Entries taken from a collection
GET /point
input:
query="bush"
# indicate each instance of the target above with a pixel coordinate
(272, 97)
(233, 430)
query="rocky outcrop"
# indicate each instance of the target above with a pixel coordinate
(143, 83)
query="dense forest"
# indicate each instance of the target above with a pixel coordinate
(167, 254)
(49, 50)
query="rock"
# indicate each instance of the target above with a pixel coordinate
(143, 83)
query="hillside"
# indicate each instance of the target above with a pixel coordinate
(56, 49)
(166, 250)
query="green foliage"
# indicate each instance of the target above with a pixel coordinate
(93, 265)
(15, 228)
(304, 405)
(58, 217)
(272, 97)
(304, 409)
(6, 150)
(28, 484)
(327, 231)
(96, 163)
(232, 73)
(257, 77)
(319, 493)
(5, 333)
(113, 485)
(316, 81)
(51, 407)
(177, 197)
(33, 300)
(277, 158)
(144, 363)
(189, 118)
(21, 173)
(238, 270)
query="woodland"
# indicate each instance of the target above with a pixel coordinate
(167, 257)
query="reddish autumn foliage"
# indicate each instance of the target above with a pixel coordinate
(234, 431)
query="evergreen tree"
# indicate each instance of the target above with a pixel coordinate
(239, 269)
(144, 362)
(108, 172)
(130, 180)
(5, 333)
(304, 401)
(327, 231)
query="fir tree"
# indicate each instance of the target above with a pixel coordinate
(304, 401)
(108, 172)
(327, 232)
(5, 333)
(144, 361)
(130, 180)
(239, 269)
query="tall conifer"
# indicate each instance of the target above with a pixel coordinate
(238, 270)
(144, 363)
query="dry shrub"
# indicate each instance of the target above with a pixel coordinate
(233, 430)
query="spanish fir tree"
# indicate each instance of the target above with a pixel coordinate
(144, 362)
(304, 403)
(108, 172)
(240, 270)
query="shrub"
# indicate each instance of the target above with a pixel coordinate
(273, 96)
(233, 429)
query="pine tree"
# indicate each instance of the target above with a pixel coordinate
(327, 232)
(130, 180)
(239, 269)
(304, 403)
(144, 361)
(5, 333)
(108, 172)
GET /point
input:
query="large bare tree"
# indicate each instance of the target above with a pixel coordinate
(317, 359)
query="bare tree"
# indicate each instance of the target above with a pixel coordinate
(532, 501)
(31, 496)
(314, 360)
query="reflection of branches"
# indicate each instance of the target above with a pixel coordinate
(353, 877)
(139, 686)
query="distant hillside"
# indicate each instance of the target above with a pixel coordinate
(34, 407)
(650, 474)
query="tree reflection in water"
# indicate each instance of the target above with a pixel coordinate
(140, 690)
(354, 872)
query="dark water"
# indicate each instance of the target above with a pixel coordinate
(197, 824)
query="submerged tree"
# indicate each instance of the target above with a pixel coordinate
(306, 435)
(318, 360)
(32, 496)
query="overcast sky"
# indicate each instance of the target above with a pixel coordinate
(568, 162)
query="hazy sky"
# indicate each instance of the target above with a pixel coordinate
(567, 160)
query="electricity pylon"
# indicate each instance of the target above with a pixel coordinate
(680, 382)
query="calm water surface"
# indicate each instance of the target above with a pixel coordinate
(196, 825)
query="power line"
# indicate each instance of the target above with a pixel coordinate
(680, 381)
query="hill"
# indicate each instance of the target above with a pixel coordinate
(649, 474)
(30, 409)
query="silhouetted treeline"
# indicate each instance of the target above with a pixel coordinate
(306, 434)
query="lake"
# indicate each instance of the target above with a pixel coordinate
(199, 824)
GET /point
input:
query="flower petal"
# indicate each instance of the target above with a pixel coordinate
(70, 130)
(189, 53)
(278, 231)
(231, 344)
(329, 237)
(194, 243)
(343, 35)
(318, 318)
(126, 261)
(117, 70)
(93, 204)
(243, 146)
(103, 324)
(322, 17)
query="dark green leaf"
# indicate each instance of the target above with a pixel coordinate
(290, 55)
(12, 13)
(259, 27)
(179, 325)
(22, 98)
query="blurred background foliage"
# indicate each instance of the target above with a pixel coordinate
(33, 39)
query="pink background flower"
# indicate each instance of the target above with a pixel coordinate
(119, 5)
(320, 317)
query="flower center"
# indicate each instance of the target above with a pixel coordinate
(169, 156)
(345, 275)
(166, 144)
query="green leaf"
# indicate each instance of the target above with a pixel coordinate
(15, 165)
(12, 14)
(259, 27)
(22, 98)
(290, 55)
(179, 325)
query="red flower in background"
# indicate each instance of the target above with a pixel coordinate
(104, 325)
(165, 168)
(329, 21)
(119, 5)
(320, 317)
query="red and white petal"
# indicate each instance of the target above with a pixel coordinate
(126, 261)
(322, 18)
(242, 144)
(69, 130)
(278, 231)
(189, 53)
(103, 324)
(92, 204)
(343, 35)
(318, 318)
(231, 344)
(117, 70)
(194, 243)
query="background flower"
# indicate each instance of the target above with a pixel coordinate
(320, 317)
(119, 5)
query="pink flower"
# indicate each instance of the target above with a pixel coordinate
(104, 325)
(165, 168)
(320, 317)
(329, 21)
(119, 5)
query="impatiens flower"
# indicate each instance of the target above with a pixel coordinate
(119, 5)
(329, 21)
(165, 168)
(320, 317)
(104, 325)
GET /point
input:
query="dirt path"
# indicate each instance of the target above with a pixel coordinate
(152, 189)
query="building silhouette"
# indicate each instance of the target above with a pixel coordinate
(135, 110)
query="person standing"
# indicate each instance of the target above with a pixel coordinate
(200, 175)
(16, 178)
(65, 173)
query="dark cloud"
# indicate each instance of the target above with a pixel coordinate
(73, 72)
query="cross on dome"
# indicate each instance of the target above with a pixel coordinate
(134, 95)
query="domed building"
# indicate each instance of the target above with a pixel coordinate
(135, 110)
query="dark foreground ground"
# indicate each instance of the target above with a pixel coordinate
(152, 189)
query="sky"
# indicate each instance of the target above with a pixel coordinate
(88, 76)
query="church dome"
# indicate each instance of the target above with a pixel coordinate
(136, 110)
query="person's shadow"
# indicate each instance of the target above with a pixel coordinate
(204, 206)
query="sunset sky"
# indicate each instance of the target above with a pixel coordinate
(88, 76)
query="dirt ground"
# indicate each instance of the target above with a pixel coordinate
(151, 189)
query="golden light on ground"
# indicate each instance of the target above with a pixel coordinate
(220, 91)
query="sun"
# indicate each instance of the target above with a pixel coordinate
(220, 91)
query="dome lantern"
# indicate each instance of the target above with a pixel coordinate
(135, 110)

**WRITTEN EXERCISE**
Repeat the entries exactly, all of them.

**IN RESPONSE**
GET /point
input:
query="bush"
# indicate each instance of the target above with a pixel coordinate
(272, 97)
(233, 430)
query="rocky outcrop"
# indicate each instance of the target above with a pixel coordinate
(143, 83)
query="dense forest"
# indicate each instance of the target above with a pixel coordinate
(167, 254)
(49, 50)
query="rock"
# indicate each instance of the target above with a pixel coordinate
(143, 83)
query="hillside"
# indicate each instance of the target above with a pixel coordinate
(56, 49)
(166, 250)
query="green foliage"
# indicate each instance of the target above with a pixel coordinate
(93, 265)
(15, 228)
(304, 405)
(58, 217)
(272, 97)
(304, 409)
(6, 150)
(28, 484)
(327, 231)
(96, 163)
(232, 73)
(257, 77)
(319, 493)
(5, 333)
(113, 485)
(316, 81)
(51, 407)
(177, 197)
(33, 300)
(277, 158)
(144, 363)
(189, 118)
(21, 173)
(238, 270)
query="woodland"
# indicate each instance of the target above with a pixel coordinate
(167, 257)
query="reddish autumn foliage"
# indicate each instance of the target above with a pixel coordinate
(234, 431)
query="evergreen tree"
# indicate each instance of the target above with a pixel coordinate
(239, 269)
(144, 362)
(108, 172)
(130, 180)
(5, 333)
(304, 401)
(327, 231)
query="fir tree"
# indicate each instance of the target above with a pixel coordinate
(304, 401)
(108, 172)
(327, 232)
(5, 333)
(144, 361)
(130, 180)
(239, 269)
query="tall conifer"
# indicate each instance of the target above with a pixel coordinate
(238, 270)
(144, 363)
query="dry shrub"
# indicate each instance of the target above with a pixel coordinate
(233, 430)
query="spanish fir tree"
# indicate each instance of the target above with a pixel coordinate
(144, 362)
(304, 403)
(108, 172)
(240, 270)
query="shrub"
# indicate each instance of the target above with a pixel coordinate
(273, 96)
(233, 429)
query="pine tree"
# indicate each instance of the target above with a pixel coordinate
(327, 232)
(130, 180)
(239, 269)
(304, 403)
(144, 361)
(5, 333)
(108, 172)
GET /point
input:
query="large bare tree"
# indicate each instance of the target above with a pixel coordinate
(317, 359)
query="bare tree"
# indicate each instance of the target above with a pixel coordinate
(532, 501)
(31, 496)
(314, 360)
query="reflection of branches"
# indicate each instance of the target above with a pixel coordinate
(353, 877)
(139, 686)
query="distant hillside"
# indicate each instance of the target above with a pixel coordinate
(34, 407)
(650, 474)
query="tree reflection in water"
# indicate each instance of the target above with a pixel coordinate
(140, 690)
(354, 872)
query="dark water"
# indicate each instance of the target above with a pixel coordinate
(197, 824)
query="submerged tree"
# indicate each instance of the target above with a pixel coordinate
(306, 435)
(318, 360)
(32, 496)
query="overcast sky"
# indicate each instance of the target above with a pixel coordinate
(568, 162)
query="hazy sky"
# indicate each instance of the target above with a pixel coordinate
(567, 160)
query="electricity pylon"
# indicate each instance of the target above with a pixel coordinate
(680, 382)
query="calm water surface"
# indicate each instance of the target above with a pixel coordinate
(196, 825)
query="power line"
# indicate each instance of the target above with a pixel coordinate
(680, 381)
query="hill"
# indicate each instance of the target above with a pixel coordinate
(649, 474)
(30, 409)
query="silhouetted treeline"
# indicate each instance of the target above with a pixel coordinate
(306, 434)
query="lake"
# indicate each instance of the target above with a pixel coordinate
(199, 824)
GET /point
input:
query="flower petal"
# indicate each instance of the target above with a pixel coordinate
(70, 130)
(189, 53)
(278, 231)
(231, 344)
(329, 237)
(194, 243)
(343, 35)
(318, 318)
(126, 261)
(117, 70)
(93, 204)
(243, 146)
(103, 324)
(322, 17)
query="dark green leaf"
# indicate each instance of the target above with a pixel coordinate
(290, 55)
(12, 13)
(259, 27)
(179, 325)
(22, 98)
query="blurred background foliage"
# indicate each instance of the target above with a pixel coordinate
(33, 39)
query="pink background flower"
# indicate each instance of the target above with a pixel coordinate
(119, 5)
(320, 317)
query="flower center"
# indicate each instance of the target above with a pixel coordinate
(169, 156)
(345, 275)
(166, 144)
query="green leaf"
# indicate each instance of the target above with a pixel coordinate
(15, 165)
(12, 14)
(259, 27)
(22, 98)
(290, 55)
(179, 325)
query="red flower in background"
# indicate each instance of the target above with a pixel coordinate
(104, 325)
(165, 168)
(329, 21)
(119, 5)
(320, 317)
query="red and white petal"
# indicate each instance of the target above with a pixel coordinate
(126, 261)
(322, 18)
(242, 144)
(69, 130)
(278, 231)
(189, 53)
(103, 324)
(92, 204)
(343, 35)
(318, 318)
(231, 344)
(117, 70)
(194, 243)
query="background flower"
# indicate each instance of the target above with a pixel coordinate
(320, 317)
(119, 5)
query="pink flower"
# indicate each instance of the target above with a pixel coordinate
(104, 325)
(165, 168)
(320, 317)
(329, 21)
(119, 5)
query="impatiens flower"
# indicate each instance of the target above with a pixel coordinate
(119, 5)
(329, 21)
(165, 168)
(320, 317)
(104, 325)
GET /point
input:
query="dirt path"
# indicate each instance of the target above with a pixel coordinate
(152, 189)
query="building silhouette"
# indicate each instance of the target above with a pixel coordinate
(135, 110)
query="person standing"
# indicate each instance of the target above with a pixel coordinate
(200, 175)
(16, 178)
(65, 173)
query="dark cloud"
# indicate each instance of the target above with a pixel coordinate
(73, 72)
query="cross on dome"
# indicate each instance of the target above with a pixel coordinate
(134, 95)
query="domed building"
# indicate each instance of the target above with a pixel coordinate
(135, 110)
query="dark foreground ground"
# indicate each instance of the target above with a pixel coordinate
(152, 189)
query="sky"
# indicate each instance of the target above with a pixel coordinate
(88, 76)
query="church dome"
# indicate each instance of the target above with a pixel coordinate
(136, 110)
query="person's shadow"
# indicate each instance of the target above with a pixel coordinate
(204, 206)
query="sunset sky"
# indicate each instance of the target above with a pixel coordinate
(88, 76)
query="dirt ground"
# indicate each instance of the target above with a pixel coordinate
(151, 189)
query="golden light on ground"
# indicate each instance of the target above with a pixel coordinate
(220, 91)
query="sun"
# indicate each instance of the target above with a pixel coordinate
(220, 91)
query="dome lantern"
# indicate each instance of the target above with a pixel coordinate
(135, 110)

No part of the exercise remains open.